> AIM OF THE EXERCISE: Show every line in the rows below that contains the word "flame", copying each such line in full. The match is case-sensitive.

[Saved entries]
* BEGIN *

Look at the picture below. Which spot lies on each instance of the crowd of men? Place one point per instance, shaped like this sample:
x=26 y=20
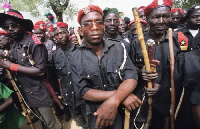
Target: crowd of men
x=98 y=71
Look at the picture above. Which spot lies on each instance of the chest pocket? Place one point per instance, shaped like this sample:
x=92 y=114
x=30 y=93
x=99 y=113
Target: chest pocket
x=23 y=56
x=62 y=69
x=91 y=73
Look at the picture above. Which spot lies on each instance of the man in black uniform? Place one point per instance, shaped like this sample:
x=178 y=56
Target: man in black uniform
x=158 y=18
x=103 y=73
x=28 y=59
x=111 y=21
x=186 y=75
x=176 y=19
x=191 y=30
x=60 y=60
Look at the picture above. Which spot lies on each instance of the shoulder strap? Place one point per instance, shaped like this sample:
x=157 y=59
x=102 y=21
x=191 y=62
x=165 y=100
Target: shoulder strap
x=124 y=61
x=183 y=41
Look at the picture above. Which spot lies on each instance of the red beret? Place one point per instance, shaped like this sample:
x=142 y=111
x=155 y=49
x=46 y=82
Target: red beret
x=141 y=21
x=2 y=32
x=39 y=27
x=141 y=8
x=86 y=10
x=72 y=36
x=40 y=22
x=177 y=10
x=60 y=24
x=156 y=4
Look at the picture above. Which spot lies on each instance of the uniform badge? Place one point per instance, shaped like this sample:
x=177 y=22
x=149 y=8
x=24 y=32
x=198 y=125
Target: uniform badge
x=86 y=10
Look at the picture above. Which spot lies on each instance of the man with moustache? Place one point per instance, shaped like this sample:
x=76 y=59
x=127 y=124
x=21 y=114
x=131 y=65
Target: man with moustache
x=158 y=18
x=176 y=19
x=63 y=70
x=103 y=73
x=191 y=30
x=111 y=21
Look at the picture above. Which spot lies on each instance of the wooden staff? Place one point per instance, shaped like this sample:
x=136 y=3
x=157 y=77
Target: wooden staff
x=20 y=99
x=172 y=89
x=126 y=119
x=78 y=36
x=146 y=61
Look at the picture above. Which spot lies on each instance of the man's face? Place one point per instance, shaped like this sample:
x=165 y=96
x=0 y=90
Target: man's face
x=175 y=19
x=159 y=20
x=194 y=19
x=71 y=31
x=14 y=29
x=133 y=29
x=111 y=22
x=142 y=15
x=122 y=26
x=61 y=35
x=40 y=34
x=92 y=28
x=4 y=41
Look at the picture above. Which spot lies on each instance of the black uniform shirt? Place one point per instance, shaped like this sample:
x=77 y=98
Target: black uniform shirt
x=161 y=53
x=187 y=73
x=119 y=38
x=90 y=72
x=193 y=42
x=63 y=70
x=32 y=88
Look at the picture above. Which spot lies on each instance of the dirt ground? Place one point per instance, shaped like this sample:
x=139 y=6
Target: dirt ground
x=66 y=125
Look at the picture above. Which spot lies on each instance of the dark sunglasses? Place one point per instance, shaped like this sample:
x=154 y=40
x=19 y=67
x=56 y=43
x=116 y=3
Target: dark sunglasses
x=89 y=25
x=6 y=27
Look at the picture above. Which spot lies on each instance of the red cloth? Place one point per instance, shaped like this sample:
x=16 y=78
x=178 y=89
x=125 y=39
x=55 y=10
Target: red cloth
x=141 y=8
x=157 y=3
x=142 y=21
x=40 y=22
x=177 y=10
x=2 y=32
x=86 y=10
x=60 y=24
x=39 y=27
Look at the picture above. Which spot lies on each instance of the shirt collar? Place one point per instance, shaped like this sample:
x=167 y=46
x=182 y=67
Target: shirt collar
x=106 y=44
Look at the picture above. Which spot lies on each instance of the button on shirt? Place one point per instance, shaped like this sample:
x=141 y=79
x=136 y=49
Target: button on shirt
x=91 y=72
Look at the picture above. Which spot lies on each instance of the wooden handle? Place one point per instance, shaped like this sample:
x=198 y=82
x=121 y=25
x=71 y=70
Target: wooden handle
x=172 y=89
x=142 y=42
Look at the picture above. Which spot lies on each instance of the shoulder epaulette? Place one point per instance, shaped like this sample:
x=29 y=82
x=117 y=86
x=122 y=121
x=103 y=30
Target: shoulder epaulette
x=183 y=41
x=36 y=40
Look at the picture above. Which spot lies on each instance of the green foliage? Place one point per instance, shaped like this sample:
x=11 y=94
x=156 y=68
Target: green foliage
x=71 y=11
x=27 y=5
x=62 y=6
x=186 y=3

* END *
* BEGIN *

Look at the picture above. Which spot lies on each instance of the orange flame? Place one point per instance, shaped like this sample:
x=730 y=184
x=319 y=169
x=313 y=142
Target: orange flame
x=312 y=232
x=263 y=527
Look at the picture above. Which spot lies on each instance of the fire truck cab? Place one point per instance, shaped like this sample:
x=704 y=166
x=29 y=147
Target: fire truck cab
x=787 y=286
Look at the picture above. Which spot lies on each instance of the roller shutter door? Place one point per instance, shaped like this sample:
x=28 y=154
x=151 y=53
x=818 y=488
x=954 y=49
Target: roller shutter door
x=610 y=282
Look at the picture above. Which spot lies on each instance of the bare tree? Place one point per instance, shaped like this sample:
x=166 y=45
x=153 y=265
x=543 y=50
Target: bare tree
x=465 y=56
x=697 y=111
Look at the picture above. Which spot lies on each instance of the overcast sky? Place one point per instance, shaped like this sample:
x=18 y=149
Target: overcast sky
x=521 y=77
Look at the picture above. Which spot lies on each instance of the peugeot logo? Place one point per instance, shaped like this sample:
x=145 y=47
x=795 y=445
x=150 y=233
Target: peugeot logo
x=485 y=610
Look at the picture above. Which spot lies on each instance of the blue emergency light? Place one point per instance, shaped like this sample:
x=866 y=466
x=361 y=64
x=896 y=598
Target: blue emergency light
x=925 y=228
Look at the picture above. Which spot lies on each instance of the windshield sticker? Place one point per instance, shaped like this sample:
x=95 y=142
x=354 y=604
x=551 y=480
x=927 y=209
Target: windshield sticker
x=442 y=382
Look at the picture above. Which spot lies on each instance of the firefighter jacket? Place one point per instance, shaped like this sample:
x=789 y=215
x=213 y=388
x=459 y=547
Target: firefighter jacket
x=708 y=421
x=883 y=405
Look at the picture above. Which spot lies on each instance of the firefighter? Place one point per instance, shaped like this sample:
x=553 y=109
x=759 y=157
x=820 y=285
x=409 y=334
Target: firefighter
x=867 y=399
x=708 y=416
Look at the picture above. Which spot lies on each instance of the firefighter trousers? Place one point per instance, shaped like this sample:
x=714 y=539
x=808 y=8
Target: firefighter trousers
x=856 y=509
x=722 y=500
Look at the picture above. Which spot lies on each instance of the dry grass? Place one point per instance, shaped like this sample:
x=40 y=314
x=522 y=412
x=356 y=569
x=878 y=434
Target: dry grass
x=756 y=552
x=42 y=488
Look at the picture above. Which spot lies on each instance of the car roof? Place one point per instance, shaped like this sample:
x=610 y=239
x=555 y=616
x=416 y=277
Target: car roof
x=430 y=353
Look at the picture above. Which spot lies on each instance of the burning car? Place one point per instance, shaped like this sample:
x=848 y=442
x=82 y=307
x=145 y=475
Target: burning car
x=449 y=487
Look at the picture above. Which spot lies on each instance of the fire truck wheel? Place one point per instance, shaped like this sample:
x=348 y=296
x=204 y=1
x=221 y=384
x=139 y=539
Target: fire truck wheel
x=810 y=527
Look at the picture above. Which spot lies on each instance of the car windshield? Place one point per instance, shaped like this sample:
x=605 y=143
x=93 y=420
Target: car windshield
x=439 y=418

* END *

> SOLUTION:
Look at the picture above. Which spot lies on each instance of the orange flame? Place one point per instance, shaped like this sample:
Target: orange flame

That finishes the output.